2022 has seen many exciting developments for global eye health. As a sector, we have come together to advocate for some powerful commitments.
The Vision for the Commonwealth Coalition successfully campaigned for a commitment at the Commonwealth Heads of Government Meeting. Building on the 2018 Commonwealth commitment, the 2022 Communique calls on all Commonwealth countries to “take a multi-pronged approach for access to screenings and affordable vision treatments, especially for children”.
The Vision for the Commonwealth’s work formed part of a broader global campaign on child eye health. In July, we took these messages to the United Nation’s Pre-Education Summit held at the UNESCO headquarters in Paris. We had chalkboards filled with blurry text, we put our messages in front of government and UN decision makers, and we garnered over 200 influential signatures for our cause. At the United Nations General Assembly Transforming Education Summit (TES), vision screenings were recognised as a “a cost-effective way to detect and correct impairments that may affect children’s ability to learn” and listed as a key recommendation to Member States under Action Track 1 for the TES.
_____
◆ WORK INSTRUCTIONS
1. List every meeting or summit named in the passage on global eye health.
2. Rewrite the passage on global eye health from "The Vision for the Commonwealth’s" to "for the TES.", replacing "chalkboards" with "whiteboards".

◆ Items from a data source
_____
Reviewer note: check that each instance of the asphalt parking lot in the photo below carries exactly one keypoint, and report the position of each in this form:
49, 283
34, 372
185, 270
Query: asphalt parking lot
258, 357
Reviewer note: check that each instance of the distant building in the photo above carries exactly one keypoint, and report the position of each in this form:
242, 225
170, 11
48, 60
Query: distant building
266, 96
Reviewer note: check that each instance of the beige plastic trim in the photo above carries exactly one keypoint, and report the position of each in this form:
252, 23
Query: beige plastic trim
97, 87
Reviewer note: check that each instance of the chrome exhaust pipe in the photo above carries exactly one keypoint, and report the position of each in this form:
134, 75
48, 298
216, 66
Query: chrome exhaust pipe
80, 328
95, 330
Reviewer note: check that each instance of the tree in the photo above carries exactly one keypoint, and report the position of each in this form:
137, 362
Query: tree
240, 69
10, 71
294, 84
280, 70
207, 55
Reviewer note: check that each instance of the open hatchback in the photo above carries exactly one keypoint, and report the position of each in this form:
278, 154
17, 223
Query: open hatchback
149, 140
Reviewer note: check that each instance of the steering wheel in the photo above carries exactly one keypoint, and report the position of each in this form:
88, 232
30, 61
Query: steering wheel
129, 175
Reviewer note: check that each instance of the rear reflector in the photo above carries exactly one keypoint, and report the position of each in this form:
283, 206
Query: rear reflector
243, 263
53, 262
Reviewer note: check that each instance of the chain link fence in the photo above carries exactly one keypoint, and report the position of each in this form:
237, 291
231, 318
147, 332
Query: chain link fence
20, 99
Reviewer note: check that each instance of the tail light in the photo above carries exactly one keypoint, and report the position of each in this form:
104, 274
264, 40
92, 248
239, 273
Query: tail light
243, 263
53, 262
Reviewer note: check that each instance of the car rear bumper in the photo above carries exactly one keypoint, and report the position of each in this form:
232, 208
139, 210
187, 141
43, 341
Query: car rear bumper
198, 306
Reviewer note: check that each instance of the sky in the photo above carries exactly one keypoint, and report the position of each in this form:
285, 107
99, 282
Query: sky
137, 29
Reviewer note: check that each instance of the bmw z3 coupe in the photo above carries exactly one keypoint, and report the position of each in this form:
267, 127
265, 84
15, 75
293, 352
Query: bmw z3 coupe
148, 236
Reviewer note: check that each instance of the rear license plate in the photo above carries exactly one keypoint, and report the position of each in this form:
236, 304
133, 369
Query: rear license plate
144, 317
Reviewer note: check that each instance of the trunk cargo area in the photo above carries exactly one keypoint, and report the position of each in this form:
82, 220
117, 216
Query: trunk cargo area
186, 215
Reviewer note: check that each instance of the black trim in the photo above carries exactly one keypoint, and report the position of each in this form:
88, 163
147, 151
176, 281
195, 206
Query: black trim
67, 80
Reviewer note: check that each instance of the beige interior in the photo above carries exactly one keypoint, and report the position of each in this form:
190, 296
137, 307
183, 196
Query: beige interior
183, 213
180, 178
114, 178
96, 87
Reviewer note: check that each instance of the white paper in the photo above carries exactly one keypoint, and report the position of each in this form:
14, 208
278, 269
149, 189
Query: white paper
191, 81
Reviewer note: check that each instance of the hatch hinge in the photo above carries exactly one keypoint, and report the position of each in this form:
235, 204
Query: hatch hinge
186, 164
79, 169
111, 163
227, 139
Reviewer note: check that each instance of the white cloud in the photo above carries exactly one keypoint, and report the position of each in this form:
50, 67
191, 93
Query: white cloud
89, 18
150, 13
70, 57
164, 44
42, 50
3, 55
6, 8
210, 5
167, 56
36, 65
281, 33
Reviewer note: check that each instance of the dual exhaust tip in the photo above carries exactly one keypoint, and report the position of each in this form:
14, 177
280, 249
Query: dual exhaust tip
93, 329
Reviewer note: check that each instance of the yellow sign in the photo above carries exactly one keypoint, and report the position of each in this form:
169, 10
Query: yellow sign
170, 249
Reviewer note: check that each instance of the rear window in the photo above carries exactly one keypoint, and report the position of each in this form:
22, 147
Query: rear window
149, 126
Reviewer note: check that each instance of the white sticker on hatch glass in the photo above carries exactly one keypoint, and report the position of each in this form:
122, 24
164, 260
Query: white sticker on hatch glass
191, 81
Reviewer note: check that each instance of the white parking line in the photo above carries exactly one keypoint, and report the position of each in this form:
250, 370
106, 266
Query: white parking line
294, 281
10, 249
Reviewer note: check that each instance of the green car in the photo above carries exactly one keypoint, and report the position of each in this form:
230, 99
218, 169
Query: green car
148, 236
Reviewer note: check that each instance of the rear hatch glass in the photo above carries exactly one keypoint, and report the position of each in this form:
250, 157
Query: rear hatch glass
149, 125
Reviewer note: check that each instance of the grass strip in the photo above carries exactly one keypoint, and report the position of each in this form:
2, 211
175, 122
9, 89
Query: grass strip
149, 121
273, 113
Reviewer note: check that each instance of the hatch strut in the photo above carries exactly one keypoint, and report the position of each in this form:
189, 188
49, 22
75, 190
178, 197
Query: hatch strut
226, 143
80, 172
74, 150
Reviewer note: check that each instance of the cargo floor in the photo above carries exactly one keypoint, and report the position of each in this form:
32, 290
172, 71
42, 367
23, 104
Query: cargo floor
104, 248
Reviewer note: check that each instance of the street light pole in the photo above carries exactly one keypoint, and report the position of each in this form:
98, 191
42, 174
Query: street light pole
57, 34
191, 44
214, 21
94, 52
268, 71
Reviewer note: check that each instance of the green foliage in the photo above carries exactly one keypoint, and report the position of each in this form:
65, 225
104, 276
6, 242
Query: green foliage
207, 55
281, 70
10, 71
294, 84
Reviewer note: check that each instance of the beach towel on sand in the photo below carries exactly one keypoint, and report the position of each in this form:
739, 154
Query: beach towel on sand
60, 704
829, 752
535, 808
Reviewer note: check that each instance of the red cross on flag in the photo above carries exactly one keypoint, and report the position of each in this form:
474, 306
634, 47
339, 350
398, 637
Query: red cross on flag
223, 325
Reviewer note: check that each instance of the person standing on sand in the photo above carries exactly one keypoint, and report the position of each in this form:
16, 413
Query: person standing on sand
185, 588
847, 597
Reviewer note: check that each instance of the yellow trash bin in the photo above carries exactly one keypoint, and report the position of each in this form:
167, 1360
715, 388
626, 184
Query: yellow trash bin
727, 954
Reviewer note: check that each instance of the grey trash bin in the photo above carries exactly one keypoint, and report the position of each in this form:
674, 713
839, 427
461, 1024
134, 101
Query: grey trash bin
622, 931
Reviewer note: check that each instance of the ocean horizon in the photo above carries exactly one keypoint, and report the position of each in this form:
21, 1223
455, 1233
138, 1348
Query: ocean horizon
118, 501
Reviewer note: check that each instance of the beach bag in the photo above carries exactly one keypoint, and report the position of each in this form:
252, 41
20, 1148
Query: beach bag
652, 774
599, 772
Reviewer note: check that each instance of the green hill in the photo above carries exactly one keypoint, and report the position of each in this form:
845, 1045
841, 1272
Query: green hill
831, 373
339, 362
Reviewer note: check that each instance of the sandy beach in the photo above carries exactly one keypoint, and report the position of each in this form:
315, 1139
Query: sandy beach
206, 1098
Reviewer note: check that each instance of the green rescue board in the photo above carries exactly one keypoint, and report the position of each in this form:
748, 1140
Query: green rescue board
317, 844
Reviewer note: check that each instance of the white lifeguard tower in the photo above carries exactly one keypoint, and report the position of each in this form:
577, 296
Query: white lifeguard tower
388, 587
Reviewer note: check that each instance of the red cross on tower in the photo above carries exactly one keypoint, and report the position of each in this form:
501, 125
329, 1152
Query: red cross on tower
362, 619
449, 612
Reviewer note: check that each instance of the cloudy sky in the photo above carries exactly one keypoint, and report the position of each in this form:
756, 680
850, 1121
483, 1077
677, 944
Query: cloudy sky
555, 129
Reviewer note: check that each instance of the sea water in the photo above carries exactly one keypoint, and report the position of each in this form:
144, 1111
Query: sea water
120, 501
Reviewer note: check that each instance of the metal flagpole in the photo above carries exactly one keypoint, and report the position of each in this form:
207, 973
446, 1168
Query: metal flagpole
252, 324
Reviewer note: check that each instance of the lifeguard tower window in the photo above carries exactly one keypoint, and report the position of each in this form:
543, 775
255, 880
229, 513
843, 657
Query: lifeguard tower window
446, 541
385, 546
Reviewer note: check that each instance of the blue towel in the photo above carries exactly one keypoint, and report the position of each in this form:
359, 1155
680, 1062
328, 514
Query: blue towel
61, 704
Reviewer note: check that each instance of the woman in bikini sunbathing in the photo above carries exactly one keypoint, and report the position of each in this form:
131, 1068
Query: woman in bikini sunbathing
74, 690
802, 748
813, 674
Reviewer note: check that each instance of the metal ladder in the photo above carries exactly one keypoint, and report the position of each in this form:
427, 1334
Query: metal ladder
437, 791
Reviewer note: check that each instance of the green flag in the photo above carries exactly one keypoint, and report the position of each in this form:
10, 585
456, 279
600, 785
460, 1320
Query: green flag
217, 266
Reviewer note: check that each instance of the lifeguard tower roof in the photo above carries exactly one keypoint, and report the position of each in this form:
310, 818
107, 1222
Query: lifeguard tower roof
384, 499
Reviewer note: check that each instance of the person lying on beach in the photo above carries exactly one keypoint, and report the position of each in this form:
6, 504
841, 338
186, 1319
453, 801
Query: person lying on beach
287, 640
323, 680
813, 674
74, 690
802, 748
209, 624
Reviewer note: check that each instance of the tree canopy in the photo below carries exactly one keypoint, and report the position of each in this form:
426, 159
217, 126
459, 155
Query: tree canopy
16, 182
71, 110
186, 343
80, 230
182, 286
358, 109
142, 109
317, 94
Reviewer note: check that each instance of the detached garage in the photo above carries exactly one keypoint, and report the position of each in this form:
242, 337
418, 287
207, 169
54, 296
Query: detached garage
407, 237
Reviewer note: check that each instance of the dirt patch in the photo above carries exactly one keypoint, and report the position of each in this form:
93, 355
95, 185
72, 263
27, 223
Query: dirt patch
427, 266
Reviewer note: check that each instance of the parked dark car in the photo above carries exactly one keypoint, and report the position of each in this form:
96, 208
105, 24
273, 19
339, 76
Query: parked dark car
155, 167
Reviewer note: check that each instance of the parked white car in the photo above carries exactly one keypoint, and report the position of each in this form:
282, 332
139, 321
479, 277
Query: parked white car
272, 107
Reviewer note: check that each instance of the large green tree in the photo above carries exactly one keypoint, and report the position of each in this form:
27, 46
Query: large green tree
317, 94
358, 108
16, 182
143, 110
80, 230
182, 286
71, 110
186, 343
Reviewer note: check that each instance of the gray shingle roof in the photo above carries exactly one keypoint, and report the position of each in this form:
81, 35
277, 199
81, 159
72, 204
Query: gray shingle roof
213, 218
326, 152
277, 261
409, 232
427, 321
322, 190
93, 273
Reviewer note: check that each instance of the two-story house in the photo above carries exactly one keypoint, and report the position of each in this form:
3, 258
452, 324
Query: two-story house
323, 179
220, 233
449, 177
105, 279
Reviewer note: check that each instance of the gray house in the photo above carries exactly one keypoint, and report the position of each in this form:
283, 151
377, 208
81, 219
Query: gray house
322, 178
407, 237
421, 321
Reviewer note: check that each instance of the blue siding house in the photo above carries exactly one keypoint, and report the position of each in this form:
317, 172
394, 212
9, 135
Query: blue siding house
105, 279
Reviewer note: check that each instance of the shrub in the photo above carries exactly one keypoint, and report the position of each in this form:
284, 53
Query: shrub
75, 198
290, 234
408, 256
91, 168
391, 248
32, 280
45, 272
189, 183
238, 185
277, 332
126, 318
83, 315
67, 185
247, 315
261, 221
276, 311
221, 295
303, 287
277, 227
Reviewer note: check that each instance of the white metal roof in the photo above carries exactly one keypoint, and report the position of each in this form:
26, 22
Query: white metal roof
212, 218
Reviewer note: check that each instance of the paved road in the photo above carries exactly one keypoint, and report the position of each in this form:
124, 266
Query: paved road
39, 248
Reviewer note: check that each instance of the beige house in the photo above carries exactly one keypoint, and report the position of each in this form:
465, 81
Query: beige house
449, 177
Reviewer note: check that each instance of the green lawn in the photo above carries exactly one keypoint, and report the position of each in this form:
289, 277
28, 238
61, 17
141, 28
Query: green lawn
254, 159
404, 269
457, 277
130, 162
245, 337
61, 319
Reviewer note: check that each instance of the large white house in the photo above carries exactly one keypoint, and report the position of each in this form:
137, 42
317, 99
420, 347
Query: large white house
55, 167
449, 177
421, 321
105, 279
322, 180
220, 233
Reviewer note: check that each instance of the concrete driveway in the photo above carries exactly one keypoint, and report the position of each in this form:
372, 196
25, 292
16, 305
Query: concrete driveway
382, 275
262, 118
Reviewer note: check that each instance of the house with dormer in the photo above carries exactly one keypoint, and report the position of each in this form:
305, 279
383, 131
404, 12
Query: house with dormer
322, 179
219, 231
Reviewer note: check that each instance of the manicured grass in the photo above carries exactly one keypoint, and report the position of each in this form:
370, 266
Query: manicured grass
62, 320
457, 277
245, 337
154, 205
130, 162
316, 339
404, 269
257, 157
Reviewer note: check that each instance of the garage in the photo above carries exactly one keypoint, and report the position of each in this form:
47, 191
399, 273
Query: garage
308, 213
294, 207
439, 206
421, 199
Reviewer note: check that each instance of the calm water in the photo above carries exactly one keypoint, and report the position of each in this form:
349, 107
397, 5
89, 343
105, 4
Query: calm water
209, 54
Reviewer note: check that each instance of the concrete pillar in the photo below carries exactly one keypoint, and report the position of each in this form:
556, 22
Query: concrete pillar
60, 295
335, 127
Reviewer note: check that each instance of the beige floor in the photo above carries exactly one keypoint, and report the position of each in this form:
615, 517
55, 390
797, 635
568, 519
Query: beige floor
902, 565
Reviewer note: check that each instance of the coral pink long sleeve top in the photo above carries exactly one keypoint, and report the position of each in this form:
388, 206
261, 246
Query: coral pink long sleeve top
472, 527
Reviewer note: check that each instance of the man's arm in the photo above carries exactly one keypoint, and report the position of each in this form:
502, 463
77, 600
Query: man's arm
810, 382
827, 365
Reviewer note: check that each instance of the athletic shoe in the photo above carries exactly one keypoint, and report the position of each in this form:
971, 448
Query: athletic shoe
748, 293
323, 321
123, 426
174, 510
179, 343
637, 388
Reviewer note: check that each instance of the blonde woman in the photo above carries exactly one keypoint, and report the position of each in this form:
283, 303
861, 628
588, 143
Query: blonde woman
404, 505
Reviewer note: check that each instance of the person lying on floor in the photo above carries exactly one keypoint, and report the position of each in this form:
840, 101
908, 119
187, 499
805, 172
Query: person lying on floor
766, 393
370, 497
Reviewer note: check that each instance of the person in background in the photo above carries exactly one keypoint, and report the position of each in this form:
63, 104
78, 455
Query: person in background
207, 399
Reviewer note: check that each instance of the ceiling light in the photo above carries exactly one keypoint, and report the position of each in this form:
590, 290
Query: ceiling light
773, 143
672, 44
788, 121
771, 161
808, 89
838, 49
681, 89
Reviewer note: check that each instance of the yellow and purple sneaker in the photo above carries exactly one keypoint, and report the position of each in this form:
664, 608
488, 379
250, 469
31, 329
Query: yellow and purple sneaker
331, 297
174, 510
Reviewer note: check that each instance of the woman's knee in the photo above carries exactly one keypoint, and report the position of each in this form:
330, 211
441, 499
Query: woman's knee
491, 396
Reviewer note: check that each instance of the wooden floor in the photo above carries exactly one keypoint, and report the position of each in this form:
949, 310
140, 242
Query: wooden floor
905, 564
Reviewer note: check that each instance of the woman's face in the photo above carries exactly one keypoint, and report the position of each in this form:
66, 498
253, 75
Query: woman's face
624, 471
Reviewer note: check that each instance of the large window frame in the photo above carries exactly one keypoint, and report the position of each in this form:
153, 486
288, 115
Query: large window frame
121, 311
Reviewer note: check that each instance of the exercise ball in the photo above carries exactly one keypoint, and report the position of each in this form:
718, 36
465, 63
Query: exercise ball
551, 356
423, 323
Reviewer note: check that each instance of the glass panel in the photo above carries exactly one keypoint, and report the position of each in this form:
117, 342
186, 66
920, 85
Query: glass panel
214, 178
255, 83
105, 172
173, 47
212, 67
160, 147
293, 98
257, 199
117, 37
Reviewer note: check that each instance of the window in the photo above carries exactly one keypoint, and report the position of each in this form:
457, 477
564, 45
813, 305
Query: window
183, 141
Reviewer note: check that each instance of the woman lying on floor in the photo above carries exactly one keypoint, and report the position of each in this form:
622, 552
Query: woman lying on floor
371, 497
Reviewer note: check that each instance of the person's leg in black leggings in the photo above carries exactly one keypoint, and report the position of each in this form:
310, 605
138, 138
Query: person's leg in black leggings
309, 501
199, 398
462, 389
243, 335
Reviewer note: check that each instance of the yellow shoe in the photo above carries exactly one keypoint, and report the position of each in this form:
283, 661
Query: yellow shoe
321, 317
_____
◆ SOLUTIONS IN ORDER
1.
- Commonwealth Heads of Government Meeting
- United Nation's Pre-Education Summit
- United Nations General Assembly Transforming Education Summit (TES)

2.
The Vision for the Commonwealth’s work formed part of a broader global campaign on child eye health. In July, we took these messages to the United Nation’s Pre-Education Summit held at the UNESCO headquarters in Paris. We had whiteboards filled with blurry text, we put our messages in front of government and UN decision makers, and we garnered over 200 influential signatures for our cause. At the United Nations General Assembly Transforming Education Summit (TES), vision screenings were recognised as a “a cost-effective way to detect and correct impairments that may affect children’s ability to learn” and listed as a key recommendation to Member States under Action Track 1 for the TES.